What you need to do ::
1. Please transcribe the UAW contract article word for word, starting at "There are some" and ending at "this four-year contract.".
2. Write the next part of the article on the UAW contract talks and the shift to electric vehicles, picking up after its final sentence.

Extract to read ::
______

There are some immediate concerns in contract negotiations between the United Auto Workers and the “big three” U.S. automakers: wages, paid time off and plant closures. The auto manufacturers — Ford, General Motors and Stellantis — must present contract offers that satisfy the union by midnight Thursday to prevent a possible strike.
But there are also some union and company demands that represent worries about the future beyond this four-year contract.
Some local and national UAW leaders are concerned members will lose jobs as companies transition to making more electric vehicles (EV) and fewer internal combustion engine vehicles. A model created by researchers at Indiana University and MIT in 2022 found the EV transition could create hundreds of thousands of jobs in Indiana and surrounding states by 2050, but also “could result in significant job loss without the right supportive policies.”
Government mandates in the U.S. and internationally are a primary force driving the transition to EVs, said Yen Chen, principal economist at the Center for Automotive Research based in Ann Arbor, Michigan.
Electric vehicles take fewer components to produce. Most, for example, have much simpler transmissions and engines. The Chevy Bolt, one of General Motors’ flagship EVs, had three moving parts in its motor, according to a 2017 teardown analysis by investment firm UBS. By comparison, UBS found a 4-cylinder ICE engine in a Volkswagen Golf had 113 moving parts.
Ford told shareholders in 2017 that its EV production requires 30 percent fewer hours of labor.
So as companies start talking about making almost all or at least a significant portion of their vehicles electric within the next decade, a question arises: What happens to full-time workers who are no longer needed?Denny Butler is vice president of UAW Local 685, which represents workers in five Stellantis ICE plants in Kokomo. Two of those plants are transmission plants, another part that is made significantly less complex in EVs.
“It's going to do away with the majority of the transmission work we do here in Kokomo and this is the transmission capital of the world,” Butler said. “They have to realize … the number of people that they're going to affect. I totally get that, you know, electrification is coming. Our infrastructure is not ready for it. And I think, here locally, there's a lot of people that take pride in their work.”
To ensure there are more jobs available in the EV future, the UAW has included an unusual demand in these contract negotiations: 32-hour work weeks with full-time pay.
Derek Cronin is president of UAW Local 440, which represents workers at a General Motors aluminum casting plant in Bedford, Indiana.
“We're a plant that works, six days a week routinely. And so the idea that you would get 40 hours pay for 32 hours worked was refreshing,” Cronin said. “I think it could definitely be realistic. We still do have members that would want the overtime, that would want to work the 56, 68 hours a week. We have those members for sure.”

______

Data records ::
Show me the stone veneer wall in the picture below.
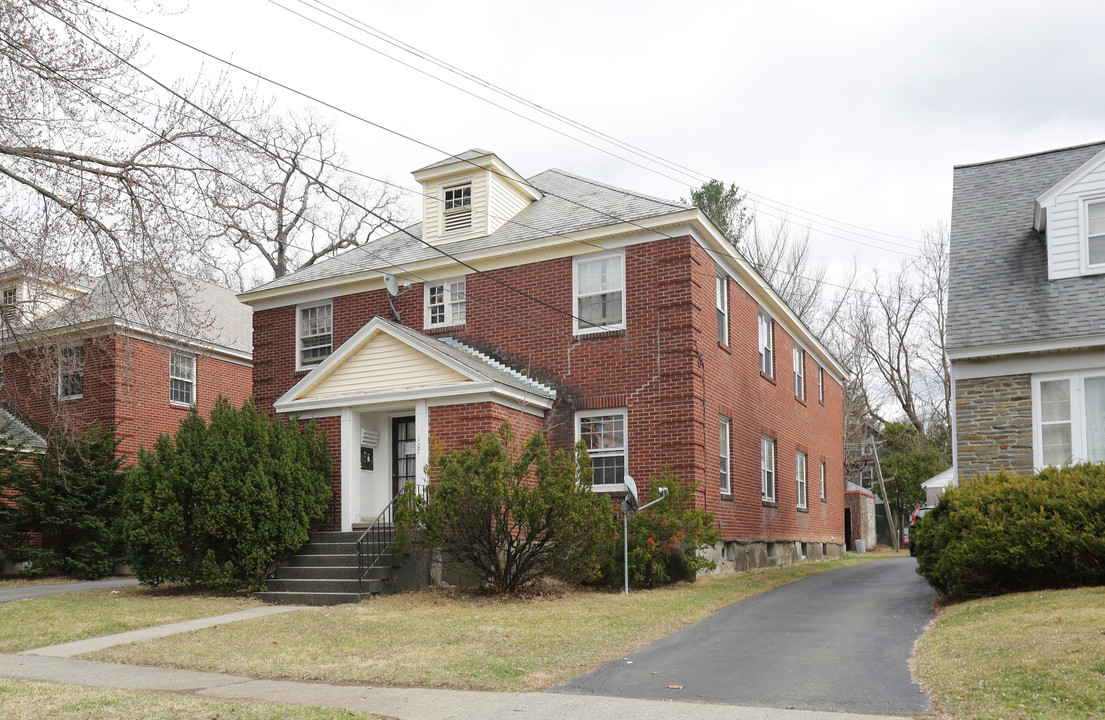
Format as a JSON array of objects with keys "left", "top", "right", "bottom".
[{"left": 956, "top": 374, "right": 1033, "bottom": 481}]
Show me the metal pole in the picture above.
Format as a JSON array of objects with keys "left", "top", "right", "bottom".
[{"left": 622, "top": 500, "right": 629, "bottom": 595}]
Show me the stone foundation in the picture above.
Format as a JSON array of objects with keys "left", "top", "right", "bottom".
[
  {"left": 703, "top": 540, "right": 844, "bottom": 573},
  {"left": 956, "top": 374, "right": 1033, "bottom": 481}
]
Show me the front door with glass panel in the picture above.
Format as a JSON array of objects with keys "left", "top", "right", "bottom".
[{"left": 391, "top": 417, "right": 418, "bottom": 497}]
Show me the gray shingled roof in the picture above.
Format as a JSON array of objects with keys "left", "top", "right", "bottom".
[
  {"left": 250, "top": 166, "right": 693, "bottom": 293},
  {"left": 36, "top": 271, "right": 253, "bottom": 354},
  {"left": 948, "top": 142, "right": 1105, "bottom": 350},
  {"left": 0, "top": 407, "right": 46, "bottom": 451},
  {"left": 373, "top": 317, "right": 556, "bottom": 400}
]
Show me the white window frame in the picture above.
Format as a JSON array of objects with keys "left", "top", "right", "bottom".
[
  {"left": 792, "top": 345, "right": 806, "bottom": 402},
  {"left": 760, "top": 435, "right": 778, "bottom": 502},
  {"left": 714, "top": 273, "right": 729, "bottom": 345},
  {"left": 576, "top": 407, "right": 629, "bottom": 493},
  {"left": 169, "top": 352, "right": 197, "bottom": 407},
  {"left": 1078, "top": 194, "right": 1105, "bottom": 275},
  {"left": 794, "top": 451, "right": 810, "bottom": 510},
  {"left": 441, "top": 178, "right": 475, "bottom": 235},
  {"left": 57, "top": 343, "right": 87, "bottom": 400},
  {"left": 759, "top": 308, "right": 775, "bottom": 378},
  {"left": 422, "top": 275, "right": 467, "bottom": 329},
  {"left": 717, "top": 415, "right": 733, "bottom": 495},
  {"left": 295, "top": 299, "right": 334, "bottom": 371},
  {"left": 571, "top": 253, "right": 627, "bottom": 335},
  {"left": 1032, "top": 368, "right": 1105, "bottom": 468}
]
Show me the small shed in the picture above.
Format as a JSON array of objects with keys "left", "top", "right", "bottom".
[
  {"left": 920, "top": 465, "right": 958, "bottom": 507},
  {"left": 844, "top": 483, "right": 875, "bottom": 551}
]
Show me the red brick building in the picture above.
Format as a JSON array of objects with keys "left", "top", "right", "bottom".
[
  {"left": 0, "top": 268, "right": 253, "bottom": 460},
  {"left": 240, "top": 150, "right": 844, "bottom": 568}
]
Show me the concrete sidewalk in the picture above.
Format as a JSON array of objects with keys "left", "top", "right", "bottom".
[{"left": 0, "top": 654, "right": 909, "bottom": 720}]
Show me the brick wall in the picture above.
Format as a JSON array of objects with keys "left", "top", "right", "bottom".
[
  {"left": 0, "top": 335, "right": 252, "bottom": 462},
  {"left": 956, "top": 374, "right": 1033, "bottom": 481},
  {"left": 253, "top": 237, "right": 844, "bottom": 542}
]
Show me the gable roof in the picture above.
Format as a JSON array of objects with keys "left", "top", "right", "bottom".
[
  {"left": 242, "top": 167, "right": 694, "bottom": 300},
  {"left": 948, "top": 142, "right": 1105, "bottom": 358},
  {"left": 274, "top": 317, "right": 556, "bottom": 412},
  {"left": 35, "top": 271, "right": 253, "bottom": 356}
]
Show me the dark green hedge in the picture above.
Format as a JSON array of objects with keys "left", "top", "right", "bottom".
[
  {"left": 124, "top": 398, "right": 330, "bottom": 592},
  {"left": 913, "top": 464, "right": 1105, "bottom": 597}
]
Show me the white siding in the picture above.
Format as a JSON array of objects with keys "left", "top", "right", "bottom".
[
  {"left": 487, "top": 174, "right": 529, "bottom": 234},
  {"left": 1048, "top": 166, "right": 1105, "bottom": 279},
  {"left": 296, "top": 332, "right": 469, "bottom": 400}
]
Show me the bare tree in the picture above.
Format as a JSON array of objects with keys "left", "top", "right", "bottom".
[{"left": 207, "top": 115, "right": 404, "bottom": 277}]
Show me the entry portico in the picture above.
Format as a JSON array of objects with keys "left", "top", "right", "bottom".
[{"left": 273, "top": 317, "right": 556, "bottom": 530}]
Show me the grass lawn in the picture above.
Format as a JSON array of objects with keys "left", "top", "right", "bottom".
[
  {"left": 0, "top": 587, "right": 261, "bottom": 653},
  {"left": 0, "top": 678, "right": 379, "bottom": 720},
  {"left": 85, "top": 553, "right": 894, "bottom": 691},
  {"left": 916, "top": 587, "right": 1105, "bottom": 720}
]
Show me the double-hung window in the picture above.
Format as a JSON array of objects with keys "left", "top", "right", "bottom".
[
  {"left": 169, "top": 352, "right": 196, "bottom": 406},
  {"left": 296, "top": 300, "right": 334, "bottom": 370},
  {"left": 1032, "top": 369, "right": 1105, "bottom": 467},
  {"left": 760, "top": 435, "right": 775, "bottom": 502},
  {"left": 57, "top": 345, "right": 84, "bottom": 400},
  {"left": 717, "top": 415, "right": 733, "bottom": 495},
  {"left": 424, "top": 277, "right": 467, "bottom": 328},
  {"left": 759, "top": 308, "right": 775, "bottom": 378},
  {"left": 794, "top": 345, "right": 806, "bottom": 402},
  {"left": 576, "top": 410, "right": 625, "bottom": 490},
  {"left": 1085, "top": 200, "right": 1105, "bottom": 271},
  {"left": 441, "top": 181, "right": 472, "bottom": 233},
  {"left": 573, "top": 253, "right": 625, "bottom": 333},
  {"left": 794, "top": 451, "right": 807, "bottom": 510},
  {"left": 715, "top": 275, "right": 729, "bottom": 345}
]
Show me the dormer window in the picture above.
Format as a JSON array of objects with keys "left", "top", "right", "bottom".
[
  {"left": 441, "top": 181, "right": 472, "bottom": 233},
  {"left": 1086, "top": 200, "right": 1105, "bottom": 268}
]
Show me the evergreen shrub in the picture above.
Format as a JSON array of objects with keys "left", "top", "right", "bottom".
[
  {"left": 125, "top": 398, "right": 332, "bottom": 592},
  {"left": 913, "top": 464, "right": 1105, "bottom": 597}
]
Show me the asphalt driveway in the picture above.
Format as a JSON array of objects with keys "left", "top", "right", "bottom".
[{"left": 549, "top": 558, "right": 935, "bottom": 713}]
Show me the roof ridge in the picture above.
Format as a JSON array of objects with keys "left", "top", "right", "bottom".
[{"left": 951, "top": 140, "right": 1105, "bottom": 170}]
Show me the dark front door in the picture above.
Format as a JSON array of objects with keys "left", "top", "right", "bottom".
[{"left": 391, "top": 417, "right": 418, "bottom": 497}]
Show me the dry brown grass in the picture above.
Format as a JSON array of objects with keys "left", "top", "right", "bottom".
[
  {"left": 88, "top": 555, "right": 887, "bottom": 690},
  {"left": 915, "top": 587, "right": 1105, "bottom": 720}
]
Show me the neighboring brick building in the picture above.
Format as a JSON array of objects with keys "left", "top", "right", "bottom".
[
  {"left": 948, "top": 142, "right": 1105, "bottom": 480},
  {"left": 240, "top": 150, "right": 844, "bottom": 567},
  {"left": 0, "top": 269, "right": 252, "bottom": 462}
]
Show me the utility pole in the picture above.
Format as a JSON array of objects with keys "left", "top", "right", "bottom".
[{"left": 871, "top": 437, "right": 898, "bottom": 552}]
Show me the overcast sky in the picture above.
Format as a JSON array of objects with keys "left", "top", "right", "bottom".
[{"left": 123, "top": 0, "right": 1105, "bottom": 279}]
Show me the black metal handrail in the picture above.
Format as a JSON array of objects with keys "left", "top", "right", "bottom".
[{"left": 357, "top": 487, "right": 425, "bottom": 593}]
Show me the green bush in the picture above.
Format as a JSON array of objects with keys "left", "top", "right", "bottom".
[
  {"left": 0, "top": 427, "right": 126, "bottom": 580},
  {"left": 125, "top": 398, "right": 330, "bottom": 592},
  {"left": 913, "top": 464, "right": 1105, "bottom": 597},
  {"left": 603, "top": 472, "right": 720, "bottom": 587},
  {"left": 397, "top": 423, "right": 614, "bottom": 593}
]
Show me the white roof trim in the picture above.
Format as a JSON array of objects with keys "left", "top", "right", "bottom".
[
  {"left": 948, "top": 335, "right": 1105, "bottom": 361},
  {"left": 273, "top": 317, "right": 553, "bottom": 413},
  {"left": 1032, "top": 150, "right": 1105, "bottom": 232}
]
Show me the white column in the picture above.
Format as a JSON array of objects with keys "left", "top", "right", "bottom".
[
  {"left": 339, "top": 407, "right": 360, "bottom": 532},
  {"left": 414, "top": 400, "right": 430, "bottom": 488}
]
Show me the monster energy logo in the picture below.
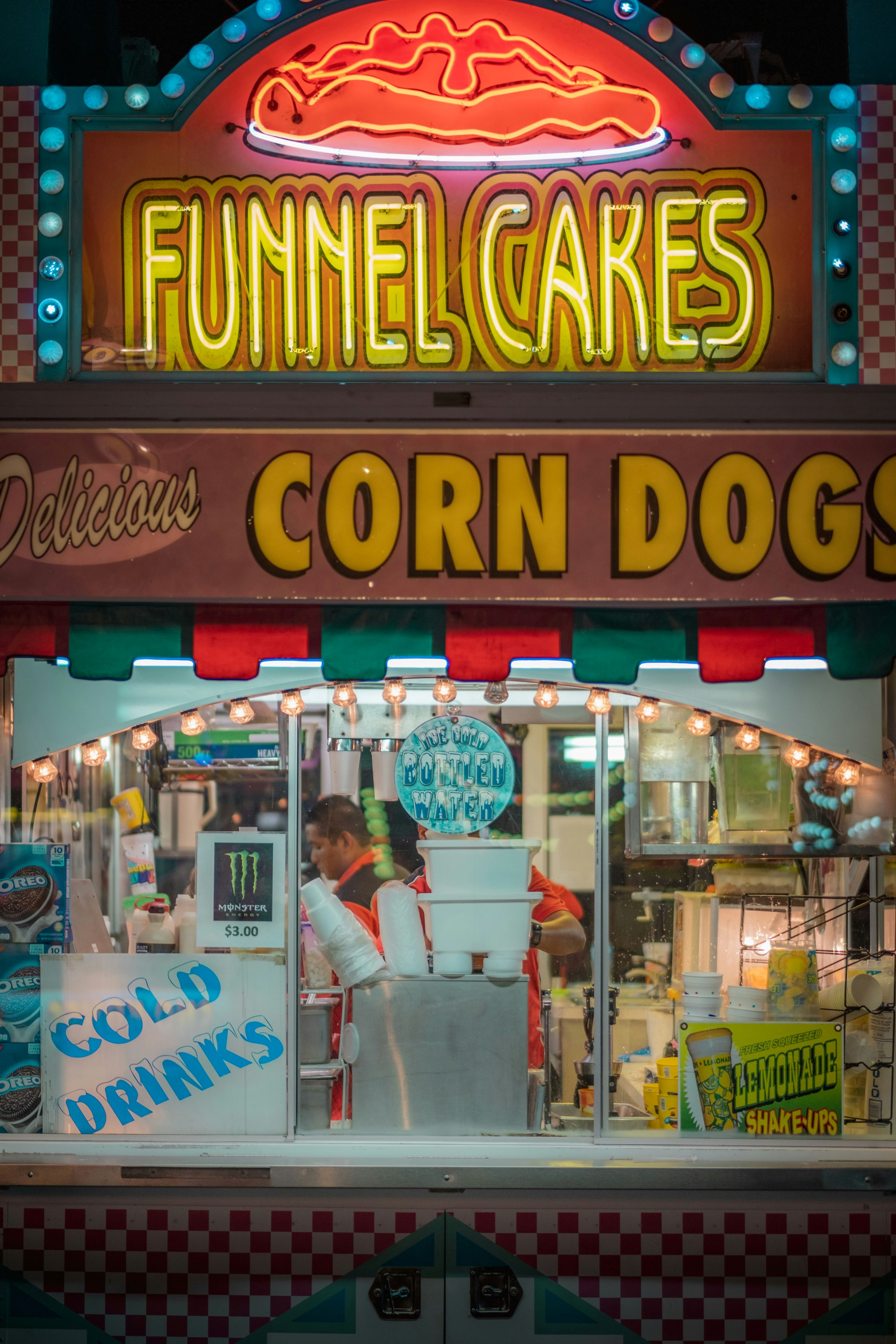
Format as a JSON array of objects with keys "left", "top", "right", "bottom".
[{"left": 227, "top": 849, "right": 261, "bottom": 900}]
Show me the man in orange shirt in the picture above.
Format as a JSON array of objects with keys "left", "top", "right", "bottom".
[{"left": 305, "top": 794, "right": 383, "bottom": 933}]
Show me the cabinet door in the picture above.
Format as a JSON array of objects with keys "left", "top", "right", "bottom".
[
  {"left": 243, "top": 1214, "right": 445, "bottom": 1344},
  {"left": 445, "top": 1214, "right": 645, "bottom": 1344}
]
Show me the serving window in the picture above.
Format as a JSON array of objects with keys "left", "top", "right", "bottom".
[{"left": 0, "top": 660, "right": 896, "bottom": 1145}]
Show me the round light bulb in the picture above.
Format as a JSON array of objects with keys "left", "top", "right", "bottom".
[
  {"left": 834, "top": 761, "right": 861, "bottom": 789},
  {"left": 333, "top": 682, "right": 357, "bottom": 710},
  {"left": 159, "top": 70, "right": 187, "bottom": 98},
  {"left": 180, "top": 710, "right": 205, "bottom": 738},
  {"left": 634, "top": 695, "right": 662, "bottom": 723},
  {"left": 280, "top": 691, "right": 305, "bottom": 719},
  {"left": 130, "top": 723, "right": 159, "bottom": 751},
  {"left": 735, "top": 723, "right": 759, "bottom": 751},
  {"left": 81, "top": 738, "right": 109, "bottom": 765},
  {"left": 532, "top": 682, "right": 560, "bottom": 710},
  {"left": 125, "top": 85, "right": 149, "bottom": 112},
  {"left": 31, "top": 757, "right": 59, "bottom": 784},
  {"left": 833, "top": 340, "right": 858, "bottom": 368},
  {"left": 584, "top": 685, "right": 610, "bottom": 714},
  {"left": 744, "top": 85, "right": 771, "bottom": 112},
  {"left": 785, "top": 742, "right": 811, "bottom": 770},
  {"left": 383, "top": 676, "right": 407, "bottom": 704},
  {"left": 432, "top": 676, "right": 457, "bottom": 704}
]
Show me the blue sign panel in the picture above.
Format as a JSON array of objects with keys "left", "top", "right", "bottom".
[{"left": 395, "top": 714, "right": 515, "bottom": 835}]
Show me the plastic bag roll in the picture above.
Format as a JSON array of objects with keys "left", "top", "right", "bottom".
[
  {"left": 376, "top": 882, "right": 429, "bottom": 976},
  {"left": 302, "top": 878, "right": 388, "bottom": 989}
]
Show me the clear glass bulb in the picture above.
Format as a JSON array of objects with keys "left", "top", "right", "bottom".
[
  {"left": 130, "top": 723, "right": 159, "bottom": 751},
  {"left": 584, "top": 685, "right": 610, "bottom": 714},
  {"left": 333, "top": 682, "right": 357, "bottom": 710},
  {"left": 280, "top": 691, "right": 305, "bottom": 719},
  {"left": 785, "top": 742, "right": 811, "bottom": 770},
  {"left": 32, "top": 757, "right": 59, "bottom": 784},
  {"left": 834, "top": 761, "right": 863, "bottom": 789},
  {"left": 532, "top": 682, "right": 560, "bottom": 710},
  {"left": 432, "top": 676, "right": 457, "bottom": 704},
  {"left": 735, "top": 723, "right": 759, "bottom": 751},
  {"left": 180, "top": 710, "right": 205, "bottom": 738},
  {"left": 383, "top": 676, "right": 407, "bottom": 704},
  {"left": 634, "top": 695, "right": 662, "bottom": 723}
]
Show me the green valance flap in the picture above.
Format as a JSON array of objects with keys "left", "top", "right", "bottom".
[
  {"left": 825, "top": 602, "right": 896, "bottom": 682},
  {"left": 321, "top": 604, "right": 445, "bottom": 682},
  {"left": 572, "top": 607, "right": 697, "bottom": 685},
  {"left": 68, "top": 602, "right": 194, "bottom": 682}
]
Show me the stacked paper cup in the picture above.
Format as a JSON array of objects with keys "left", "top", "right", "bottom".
[
  {"left": 725, "top": 985, "right": 766, "bottom": 1021},
  {"left": 681, "top": 970, "right": 721, "bottom": 1021}
]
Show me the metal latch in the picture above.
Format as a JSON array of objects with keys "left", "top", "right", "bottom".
[
  {"left": 368, "top": 1265, "right": 421, "bottom": 1321},
  {"left": 470, "top": 1265, "right": 523, "bottom": 1320}
]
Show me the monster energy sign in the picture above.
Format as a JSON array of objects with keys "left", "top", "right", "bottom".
[{"left": 196, "top": 832, "right": 286, "bottom": 949}]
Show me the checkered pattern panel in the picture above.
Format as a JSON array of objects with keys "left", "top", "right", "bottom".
[
  {"left": 3, "top": 1204, "right": 432, "bottom": 1344},
  {"left": 455, "top": 1210, "right": 896, "bottom": 1344},
  {"left": 0, "top": 85, "right": 38, "bottom": 383},
  {"left": 858, "top": 85, "right": 896, "bottom": 383}
]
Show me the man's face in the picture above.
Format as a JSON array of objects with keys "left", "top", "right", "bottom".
[{"left": 305, "top": 823, "right": 349, "bottom": 882}]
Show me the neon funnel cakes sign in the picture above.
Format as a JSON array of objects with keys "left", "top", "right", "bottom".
[{"left": 246, "top": 13, "right": 669, "bottom": 168}]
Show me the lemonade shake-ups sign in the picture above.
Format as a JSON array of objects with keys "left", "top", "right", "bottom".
[{"left": 678, "top": 1021, "right": 844, "bottom": 1139}]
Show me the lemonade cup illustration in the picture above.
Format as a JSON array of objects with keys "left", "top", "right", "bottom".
[{"left": 688, "top": 1027, "right": 737, "bottom": 1130}]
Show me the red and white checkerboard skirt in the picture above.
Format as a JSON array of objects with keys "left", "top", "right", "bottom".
[
  {"left": 858, "top": 85, "right": 896, "bottom": 383},
  {"left": 0, "top": 85, "right": 38, "bottom": 383},
  {"left": 3, "top": 1192, "right": 896, "bottom": 1344}
]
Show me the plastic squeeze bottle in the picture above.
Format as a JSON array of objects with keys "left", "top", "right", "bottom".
[{"left": 134, "top": 900, "right": 175, "bottom": 952}]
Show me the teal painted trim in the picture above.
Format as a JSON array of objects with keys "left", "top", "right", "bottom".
[
  {"left": 240, "top": 1214, "right": 446, "bottom": 1344},
  {"left": 0, "top": 1265, "right": 118, "bottom": 1344},
  {"left": 785, "top": 1271, "right": 896, "bottom": 1344}
]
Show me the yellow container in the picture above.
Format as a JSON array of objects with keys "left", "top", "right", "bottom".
[
  {"left": 657, "top": 1055, "right": 678, "bottom": 1087},
  {"left": 659, "top": 1093, "right": 678, "bottom": 1121},
  {"left": 109, "top": 788, "right": 149, "bottom": 831}
]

______

Results in order ::
1.
There are some immediate concerns in contract negotiations between the United Auto Workers and the “big three” U.S. automakers: wages, paid time off and plant closures. The auto manufacturers — Ford, General Motors and Stellantis — must present contract offers that satisfy the union by midnight Thursday to prevent a possible strike.
But there are also some union and company demands that represent worries about the future beyond this four-year contract.

2.
Cronin said he’s not as worried about the EV transition affecting his plant as his counterparts in Kokomo, as they can easily transfer the same production work to EVs and have already started casting some aluminum parts for them.
Gary Quirk, president of Local 685 in Kokomo, said he supported the idea of a shorter workweek as well, especially in the context of the EV transition. But he doesn’t think it’s a top priority for the contract.
One of Stellantis’s early contract proposals to the UAW included a list of demands like cuts to pensions, health care and the ability to make unilateral changes to the contract during its four-year term without a vote from UAW members. The union’s national president, Shawn Fain, threw the proposal in the trash during a Facebook livestream.
The reason Stellantis gave for those demands, according to Reuters which obtained a copy of the proposal, was to “find ways to reduce the overall fixed cost structure of our business" due to “government electric vehicle rules.”
Local 685 President Gary Quirk said he's frustrated by politicians nationally and locally who support policies pushing electrification. National UAW leaders have expressed similar frustrations, creating some tension for President Joe Biden as his administration seeks to push labor-friendly policies and simultaneously cut carbon emissions that lead to climate change.
“It's definitely going to affect Kokomo, Indiana,” Quirk said. “If people don't have nothing to fall back to, other than $16, $18 an hour jobs, it's going to affect the economy, not even just locally.”
In April, the AP reported Stellantis offered buyouts to more than 30,000 U.S. blue collar workers and 2,500 salary workers, citing electrification as the reason for those cuts.
GM is taking a different approach, at least publicly. The company has said its “goal is to have a role for everyone who wants to be part of the company’s journey” into an “all-electric future.”
Amber Kidd works at GM’s Fort Wayne Assembly Plant. She said she hopes that is the case.
“Anything that will keep our plant open we’ll do,” Kidd said. “I don’t want to have to transfer. The fear of cutting a shift because we don’t need as many people is terrifying.”
Is it possible for GM to keep all its workers and remain profitable in an “all-electric future” where it doesn’t need so many hours of labor? Kind of, said Yen Chen at the Center for Automotive Research.
“So they will take everyone, but what they don't tell you is how many more new hires they're going to hire in the future,” Chen said. “They could take the existing workers. They are all there. Once the worker retires, they don't replace them. And [the company] still keep[s] their promise.”
Chen said he is unsure that the union will be able to get automakers to agree to its demand for a 32-hour work week.
Not everyone is as concerned about the EV transition in Indiana. Rich LeTourneau is shop chairman for UAW Local 2099, which represents Amber Kidd and other workers at the Fort Wayne GM pickup truck assembly plant.
“I don't see that there's an urgency to move over right now because the market's going to drive it,” LeTourneau said. “Now, if the market goes crazy and it looks at the EVs as the ticket, then I think you may see some changes. But I don’t think you're going to see that anytime soon.”
It might be possible for GM not to electrify its vehicles at the speed it says it will, Chen from the Center for Automotive Research said. Medium- and heavy-duty trucks, he said, will likely be last to go.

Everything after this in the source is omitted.